**原文抜粋:**

ただ、アスピリクエタの高い能力を考えたら、このようなミスはなかなか起こるものではない。ここで筆者は、そのミスが「攻守で度重なるスプリントを強いられたことで負担が増大したこと」によって生まれたミスであったという仮説を提示したい。特にチェルシーは、後半トーレスやバといったFWやシュールレを交代で加えるなど中央での崩しを重視し、よりサイド攻撃はサイドバックに依存することになった。そういった戦術による過度な負担が、単純なミスを生んでしまった可能性は決して低くはないだろう。

勿論3センターに対するボックス型が、主導権を握り支配率を高める上では有効な手であることは認識する必要がある。実際チェルシーは、何度となく決定的なチャンスを作り出したし、サンダーランドの勝利は幸運と、降格を脱するというモチベーションに支えられた部分も大きい。

**記録:**
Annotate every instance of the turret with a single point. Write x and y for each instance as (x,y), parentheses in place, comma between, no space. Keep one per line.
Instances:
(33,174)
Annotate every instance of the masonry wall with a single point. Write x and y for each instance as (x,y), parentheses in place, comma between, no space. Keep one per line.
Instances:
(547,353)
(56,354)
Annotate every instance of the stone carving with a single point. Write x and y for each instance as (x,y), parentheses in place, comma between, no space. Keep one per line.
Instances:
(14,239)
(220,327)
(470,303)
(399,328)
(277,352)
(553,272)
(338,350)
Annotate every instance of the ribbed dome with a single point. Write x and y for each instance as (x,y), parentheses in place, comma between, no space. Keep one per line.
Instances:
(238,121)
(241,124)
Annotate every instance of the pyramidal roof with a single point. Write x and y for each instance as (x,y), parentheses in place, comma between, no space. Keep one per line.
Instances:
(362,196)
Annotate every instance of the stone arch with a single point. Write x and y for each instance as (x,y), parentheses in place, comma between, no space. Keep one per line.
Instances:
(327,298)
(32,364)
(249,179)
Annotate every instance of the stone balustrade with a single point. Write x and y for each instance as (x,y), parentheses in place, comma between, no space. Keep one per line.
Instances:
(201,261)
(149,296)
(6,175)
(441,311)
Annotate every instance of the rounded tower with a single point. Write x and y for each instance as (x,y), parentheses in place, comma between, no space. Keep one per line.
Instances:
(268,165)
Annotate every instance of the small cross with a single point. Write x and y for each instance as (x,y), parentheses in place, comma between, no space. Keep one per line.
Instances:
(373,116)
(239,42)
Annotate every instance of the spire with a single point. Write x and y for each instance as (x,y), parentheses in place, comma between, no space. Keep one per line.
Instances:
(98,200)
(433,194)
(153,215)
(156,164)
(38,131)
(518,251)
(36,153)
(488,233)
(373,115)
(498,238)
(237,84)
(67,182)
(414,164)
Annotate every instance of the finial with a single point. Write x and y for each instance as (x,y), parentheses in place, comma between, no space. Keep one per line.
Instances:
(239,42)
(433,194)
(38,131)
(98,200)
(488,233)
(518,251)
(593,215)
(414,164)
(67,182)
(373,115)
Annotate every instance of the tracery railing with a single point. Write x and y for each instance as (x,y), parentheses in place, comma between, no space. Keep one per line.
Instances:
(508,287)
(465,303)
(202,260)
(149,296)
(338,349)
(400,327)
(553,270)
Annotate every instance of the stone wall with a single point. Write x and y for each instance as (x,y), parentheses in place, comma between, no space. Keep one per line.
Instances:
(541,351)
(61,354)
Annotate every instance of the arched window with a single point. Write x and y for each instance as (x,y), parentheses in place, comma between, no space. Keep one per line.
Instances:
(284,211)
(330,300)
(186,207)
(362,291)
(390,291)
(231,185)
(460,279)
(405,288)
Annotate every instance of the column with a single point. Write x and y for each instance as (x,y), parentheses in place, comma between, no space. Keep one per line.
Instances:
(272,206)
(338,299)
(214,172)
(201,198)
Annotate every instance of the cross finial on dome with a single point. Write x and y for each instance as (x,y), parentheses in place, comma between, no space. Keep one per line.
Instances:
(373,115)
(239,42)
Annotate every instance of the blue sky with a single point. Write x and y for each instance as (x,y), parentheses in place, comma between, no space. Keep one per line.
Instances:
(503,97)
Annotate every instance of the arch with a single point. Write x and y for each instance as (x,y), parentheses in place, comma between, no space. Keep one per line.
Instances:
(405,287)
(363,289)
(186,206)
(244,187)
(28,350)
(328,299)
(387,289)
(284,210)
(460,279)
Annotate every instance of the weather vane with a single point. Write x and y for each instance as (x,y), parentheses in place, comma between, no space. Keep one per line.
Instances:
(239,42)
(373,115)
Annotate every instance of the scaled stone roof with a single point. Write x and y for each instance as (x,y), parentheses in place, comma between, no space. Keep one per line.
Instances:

**指示文 1:** 記録の中で文字列「spire」を含む行を数え、その数だけを書くこと。
**指示文 2:** チェルシーの試合分析の文章を、最後の文の後から書き継いでください。

**回答 1:** 1

**回答 2:**
しかしそれでも、守備と攻撃においてサイドバックに明らかな負担がかかることは明白である。もしこの形式を使うのであれば、左のアタッカーには「守備時に左サイドを潰し、攻撃では中央でプレーする」という圧倒的な運動量が必要になる。レアル・マドリードでディマリアやイスコがこなしているように、2人分の役割を同時にこなさなければならないのだ。香川と比べたらウィリアンには、そういった汚れ仕事をこなす能力はあるだろうし、そういった意味でジョゼ・モウリーニョはリスクを冷静にマネジメントしようとしたはずだ。しかし結果を見る限り、3センターに対するボックス型は失敗だったと言えるだろう。

逆に言えば3センターは、弱者が相手の攻撃を封じる手段として有効なだけでなく、今回のように相手の守備陣に隙を作り出す可能性を秘めた優秀な戦術だ。デイビッド・モイーズがバイエルン相手にも見せたように、3人によって組まれた中盤を破るのはグアルディオラをもってしても簡単ではない。だからこそ、3センター崩しというのは今後も注目すべきトピックになるだろう。


筆者名:結城 康平

プロフィール:「フットボールの試合を色んな角度から切り取って、様々な形にして組み合わせながら1つの作品にしていくことを目指す。形にこだわらず、わかりやすく、最後まで読んでもらえるような、見てない試合を是非再放送で見たいって思っていただけるような文章が書けるように日々研鑽中」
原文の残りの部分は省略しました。